INSTRUCTION:
Copy out the listing below word for word, leaving out the pictures.

PROVIDED MATERIAL:
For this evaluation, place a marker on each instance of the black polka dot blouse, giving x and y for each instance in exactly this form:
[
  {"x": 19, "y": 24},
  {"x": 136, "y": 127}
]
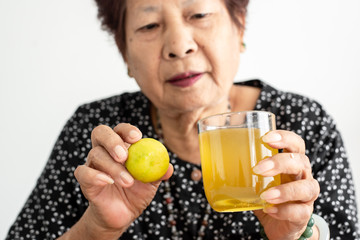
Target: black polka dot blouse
[{"x": 56, "y": 203}]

SOLUTION FOR THIS EXERCISE:
For this evaluation, place a marker on each instance of the black polka dot blouse, giving x and y for each instance in exactly this form:
[
  {"x": 19, "y": 24},
  {"x": 136, "y": 127}
]
Target: black polka dot blouse
[{"x": 56, "y": 203}]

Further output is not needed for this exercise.